━━━━━ Teks yang ditampilkan ━━━━━
Jin-Yan berjalan dengan lompatan-lompatan kecil diiringi musik Mandarin. Dia menghadirkan banyak kontradiksi yang sengaja ditawarkan kepada penonton untuk membatasi dirinya dengan persepsi lain di luar dirinya. Jin-Yan menyatakan kehadirannya pada ruang performanya juga melalui hio yang dinyalakannya. Beberapa kali dia menyapa orang-orang yang dilintasinya. Sejenak dia berhenti dan menyandarkan bunga di tepi tembok, mengeluarkan rokok elektrik, menghisapnya, dan menandai ruang performanya dengan meletakkan setangkai bunga. 

Chang, Ting-Yong memulai performanya dengan tanaman rambat dan batu di kepalanya. Ricky Unik membantunya dengan menyanyikan lagu Sepanjang Jalan Kenangan dengan suara yang akrab ditelinga. Mereka mengajak penonton untuk mengingat momen ini sebagai kenangan yang panjang dan intim. 

Ting-Yong membawa penonton untuk merasakan setiap detil gerakannya melalui sentuhan benda-benda sekitar. Dia membuka pintu dalam dirinya dan membawa penonton untuk masuk ke dalam dirinya, membiarkan orang lain merasakan apa yang dia rasakan. Ting-Yong berjalan menyusuri gang sempit di kawasan Kalipasir. Performa ini membuat penonton berdiri saling berdekatan dengan tanaman merambat yang dipegang berantai dari tangan ke tangan.
━━━━━ Data tugas ━━━━━
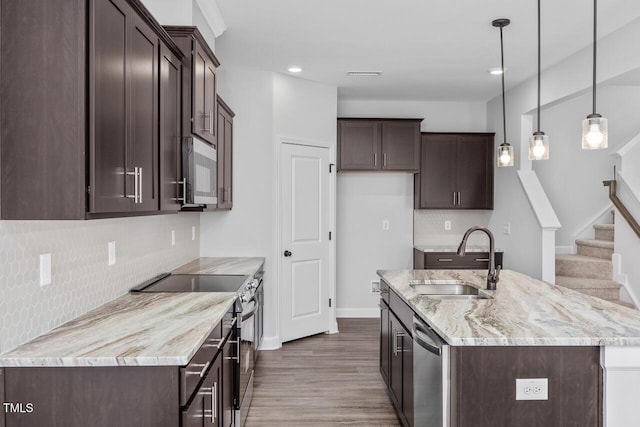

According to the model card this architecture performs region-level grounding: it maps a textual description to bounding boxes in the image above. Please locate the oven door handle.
[242,297,258,322]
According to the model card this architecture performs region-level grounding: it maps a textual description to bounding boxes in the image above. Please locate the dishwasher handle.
[413,318,443,356]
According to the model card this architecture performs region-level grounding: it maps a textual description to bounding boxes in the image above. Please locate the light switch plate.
[107,241,116,266]
[516,378,549,400]
[40,254,51,286]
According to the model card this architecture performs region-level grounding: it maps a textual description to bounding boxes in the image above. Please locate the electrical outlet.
[40,254,51,286]
[107,242,116,266]
[516,378,549,400]
[371,280,380,294]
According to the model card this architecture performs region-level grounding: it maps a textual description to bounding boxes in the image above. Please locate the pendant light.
[491,18,513,168]
[529,0,549,160]
[582,0,609,150]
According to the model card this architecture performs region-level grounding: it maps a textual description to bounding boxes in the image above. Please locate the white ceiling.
[216,0,640,101]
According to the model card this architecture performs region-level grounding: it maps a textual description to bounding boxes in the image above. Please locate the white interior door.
[280,143,330,342]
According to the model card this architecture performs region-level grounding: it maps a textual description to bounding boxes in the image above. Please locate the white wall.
[200,57,337,347]
[533,86,640,246]
[0,213,199,353]
[337,100,487,316]
[487,16,640,277]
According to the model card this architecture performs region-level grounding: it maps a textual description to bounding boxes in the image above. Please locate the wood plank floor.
[246,319,401,427]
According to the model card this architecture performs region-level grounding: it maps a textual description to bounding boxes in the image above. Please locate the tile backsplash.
[0,213,200,353]
[413,209,493,246]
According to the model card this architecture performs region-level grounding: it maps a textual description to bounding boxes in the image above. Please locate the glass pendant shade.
[529,132,549,160]
[498,142,513,168]
[582,114,609,150]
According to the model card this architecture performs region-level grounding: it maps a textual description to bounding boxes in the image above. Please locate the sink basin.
[409,280,492,299]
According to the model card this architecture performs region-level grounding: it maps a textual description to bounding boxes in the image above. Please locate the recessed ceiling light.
[347,71,382,77]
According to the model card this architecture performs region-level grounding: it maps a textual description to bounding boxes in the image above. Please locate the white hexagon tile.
[0,213,200,353]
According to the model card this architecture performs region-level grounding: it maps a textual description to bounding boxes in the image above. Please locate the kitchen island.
[378,270,640,427]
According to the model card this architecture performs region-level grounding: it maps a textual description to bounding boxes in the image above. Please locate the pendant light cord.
[538,0,540,132]
[593,0,598,114]
[500,27,507,142]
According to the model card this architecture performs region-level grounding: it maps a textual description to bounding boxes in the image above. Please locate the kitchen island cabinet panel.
[451,346,602,427]
[4,366,180,427]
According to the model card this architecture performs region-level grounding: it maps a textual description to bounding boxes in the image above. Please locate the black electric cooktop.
[131,274,248,292]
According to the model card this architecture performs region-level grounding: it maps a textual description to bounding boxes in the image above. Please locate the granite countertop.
[172,257,264,276]
[378,270,640,346]
[414,245,503,252]
[0,292,236,366]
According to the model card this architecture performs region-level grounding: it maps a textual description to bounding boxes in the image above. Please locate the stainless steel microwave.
[182,137,218,205]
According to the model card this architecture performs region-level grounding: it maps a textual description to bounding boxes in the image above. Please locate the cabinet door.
[456,135,493,209]
[380,299,390,387]
[338,120,382,170]
[382,120,420,172]
[216,97,233,209]
[89,0,134,212]
[160,44,184,211]
[218,336,238,427]
[414,134,457,209]
[127,15,159,211]
[389,311,404,412]
[191,40,215,144]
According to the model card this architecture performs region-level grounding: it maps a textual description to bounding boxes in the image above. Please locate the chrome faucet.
[458,225,500,291]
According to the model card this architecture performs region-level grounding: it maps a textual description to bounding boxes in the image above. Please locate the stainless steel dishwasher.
[413,316,449,427]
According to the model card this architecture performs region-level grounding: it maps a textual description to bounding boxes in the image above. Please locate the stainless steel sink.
[409,280,493,299]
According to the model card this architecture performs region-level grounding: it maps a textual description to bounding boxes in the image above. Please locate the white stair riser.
[595,228,613,242]
[577,243,613,260]
[556,260,613,280]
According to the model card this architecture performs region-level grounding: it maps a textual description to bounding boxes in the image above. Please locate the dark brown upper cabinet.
[217,96,235,210]
[414,133,494,209]
[160,46,185,211]
[338,118,422,172]
[164,26,220,145]
[0,0,181,219]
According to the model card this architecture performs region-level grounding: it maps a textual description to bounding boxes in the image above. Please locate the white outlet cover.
[516,378,549,400]
[40,254,51,286]
[107,241,116,266]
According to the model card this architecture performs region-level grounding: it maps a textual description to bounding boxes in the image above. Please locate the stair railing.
[602,179,640,238]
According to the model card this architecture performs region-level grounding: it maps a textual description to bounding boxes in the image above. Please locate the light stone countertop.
[378,270,640,346]
[0,292,236,367]
[414,245,503,252]
[172,257,264,277]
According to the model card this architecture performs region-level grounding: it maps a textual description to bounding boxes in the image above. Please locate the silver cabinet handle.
[172,179,187,202]
[187,362,211,378]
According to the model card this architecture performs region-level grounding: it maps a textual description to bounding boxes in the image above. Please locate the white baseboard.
[260,337,282,350]
[336,308,380,317]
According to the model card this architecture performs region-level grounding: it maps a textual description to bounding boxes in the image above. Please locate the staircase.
[556,224,634,308]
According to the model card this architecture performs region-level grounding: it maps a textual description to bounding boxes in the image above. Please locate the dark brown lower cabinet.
[451,346,602,427]
[0,318,239,427]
━━━━━
Tugas yang diberikan A →
Salin ulang dengan persis baris-baris pada rekaman, mulai dari baris yang memuat "brown upper cabinet." sampai dengan baris yang memuat "[602,179,640,238]".
Tugas yang diberikan B →
Lanjutkan teks tentang performa Jin-Yan dan Ting-Yong, mulai setelah kalimat terakhir yang ditampilkan.

Hasil akhir A →
According to the model card this architecture performs region-level grounding: it maps a textual description to bounding boxes in the image above. Please locate the dark brown upper cabinet.
[217,96,235,210]
[414,133,494,209]
[160,46,185,211]
[338,118,422,172]
[164,26,220,145]
[0,0,181,219]
According to the model card this architecture performs region-level grounding: it maps a textual description to bounding boxes in the image above. Please locate the white outlet cover.
[516,378,549,400]
[40,254,51,286]
[107,241,116,266]
According to the model card this architecture performs region-level grounding: it maps a textual description to bounding boxes in the image above. Please locate the stair railing.
[602,179,640,238]

Hasil akhir B →
Ting-Yong keluar dari gang sempit itu diikuti oleh penonton di belakangnya. Mereka bergerak seirama untuk menyeberang jalan. Kendaraan yang melaju cepat mendadak terhenti, memberi jalan kepada barisan orang-orang dengan tanaman menjalar di tangannya untuk lewat. Aku mengamati Ting-Yong dengan barisan itu dan mengamati ekspresi pengendara yang berhenti. Wajah pengendara terlihat bertanya-tanya. Beberapa pengendara motor berdiri dan ingin tahu apa yang terjadi di depan. Wajah pengendara ramai ekspresi. 

Ting-Yong menciptakan situasi yang terlihat seperti ‘pemukiman orang-orang’ yang tidak saling mengenal, seperti penghuni apartemen. Padat dan sunyi. Dia menciptakan kesunyian yang tidak dikenali. Setelah Ting-Yong dan barisan orang-orang dengan tanaman menjalar itu menyeberangi jalan raya, ‘pemukiman orang-orang’ tersebut bubar. Tapi pemukiman itu masih belum bubar dari ingatanku.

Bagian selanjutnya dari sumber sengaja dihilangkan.